EXERCISE DIRECTIONS →
Could you convert the records below into a Markdown table with a "Row" column that numbers each line and a "Line" column that holds its text, leaving out any blank lines?

[Data listing]

-- start --

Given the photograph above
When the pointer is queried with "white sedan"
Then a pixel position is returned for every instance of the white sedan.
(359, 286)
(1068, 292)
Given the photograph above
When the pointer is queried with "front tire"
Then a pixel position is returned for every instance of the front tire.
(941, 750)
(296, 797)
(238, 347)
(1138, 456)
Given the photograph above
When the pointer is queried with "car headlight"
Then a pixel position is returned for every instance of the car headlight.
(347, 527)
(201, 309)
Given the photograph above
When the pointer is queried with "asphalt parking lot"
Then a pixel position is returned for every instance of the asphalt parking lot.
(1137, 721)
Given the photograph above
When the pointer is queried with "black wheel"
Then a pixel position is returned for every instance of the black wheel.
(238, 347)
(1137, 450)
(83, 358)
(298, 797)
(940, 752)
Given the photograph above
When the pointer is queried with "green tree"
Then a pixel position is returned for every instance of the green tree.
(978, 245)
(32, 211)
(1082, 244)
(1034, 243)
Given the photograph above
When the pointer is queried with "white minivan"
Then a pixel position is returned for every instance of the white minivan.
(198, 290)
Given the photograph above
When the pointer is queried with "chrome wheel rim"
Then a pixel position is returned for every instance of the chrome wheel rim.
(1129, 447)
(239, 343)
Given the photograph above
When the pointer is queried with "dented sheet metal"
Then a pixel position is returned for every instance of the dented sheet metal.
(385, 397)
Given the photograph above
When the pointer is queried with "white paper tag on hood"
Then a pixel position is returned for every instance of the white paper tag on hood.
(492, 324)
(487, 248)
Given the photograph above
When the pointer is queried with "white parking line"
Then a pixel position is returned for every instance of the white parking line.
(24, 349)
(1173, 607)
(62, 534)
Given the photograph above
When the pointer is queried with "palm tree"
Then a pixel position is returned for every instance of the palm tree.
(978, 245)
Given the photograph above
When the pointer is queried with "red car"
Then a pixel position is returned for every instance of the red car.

-- end --

EXERCISE OUTPUT →
| Row | Line |
|---|---|
| 1 | Given the photograph above |
| 2 | When the pointer is queried with "white sedan" |
| 3 | Then a pixel position is returned for every instance of the white sedan. |
| 4 | (359, 286) |
| 5 | (1068, 292) |
| 6 | Given the photograph above |
| 7 | When the pointer is queried with "front tire" |
| 8 | Then a pixel position is returned for every instance of the front tire. |
| 9 | (941, 750) |
| 10 | (296, 797) |
| 11 | (238, 347) |
| 12 | (1138, 456) |
| 13 | Given the photograph above |
| 14 | When the pointer is queried with "car headlight" |
| 15 | Then a pixel position is returned for every instance of the car headlight. |
| 16 | (347, 527) |
| 17 | (201, 309) |
| 18 | Given the photograph above |
| 19 | When the pointer is queried with "asphalt parking lot" |
| 20 | Then a pixel position is returned for every instance of the asphalt parking lot. |
| 21 | (1137, 721) |
| 22 | Given the photograph above |
| 23 | When the pointer is queried with "black wheel" |
| 24 | Then a pixel position is returned for every instance of the black wheel. |
| 25 | (238, 347) |
| 26 | (1137, 450) |
| 27 | (83, 358) |
| 28 | (298, 797) |
| 29 | (940, 752) |
| 30 | Given the photograph above |
| 31 | When the pointer is queried with "green tree" |
| 32 | Then a pixel position is returned for every instance of the green tree. |
| 33 | (978, 245) |
| 34 | (32, 211) |
| 35 | (1082, 244) |
| 36 | (1034, 243) |
| 37 | Given the photograph above |
| 38 | When the pointer is queried with "white minivan" |
| 39 | Then a pixel position is returned for every instance of the white minivan. |
| 40 | (198, 290) |
| 41 | Given the photograph above |
| 42 | When the pointer is queried with "chrome wheel rim" |
| 43 | Then a pixel position is returned for every instance of the chrome wheel rim. |
| 44 | (1129, 447) |
| 45 | (239, 343) |
| 46 | Given the photograph above |
| 47 | When the pointer is queried with "dented sheet metal" |
| 48 | Then a pixel position is returned for every instance of the dented sheet metal. |
| 49 | (385, 397) |
| 50 | Given the photograph above |
| 51 | When the pointer is queried with "white paper tag on hood" |
| 52 | Then a pixel position is returned for every instance of the white paper tag on hood. |
| 53 | (492, 324) |
| 54 | (487, 248) |
| 55 | Given the photograph above |
| 56 | When the pointer is queried with "white parking line" |
| 57 | Then a pixel position is returned for every instance of the white parking line. |
| 58 | (24, 349) |
| 59 | (1173, 607) |
| 60 | (62, 534) |
| 61 | Given the photograph above |
| 62 | When the pointer is queried with "palm tree" |
| 63 | Then a pixel position is returned for every instance of the palm tree. |
| 64 | (978, 245) |
| 65 | Given the photograph above |
| 66 | When the pointer is queried with "red car" |
| 67 | Then a pixel position is returned for every instance of the red car. |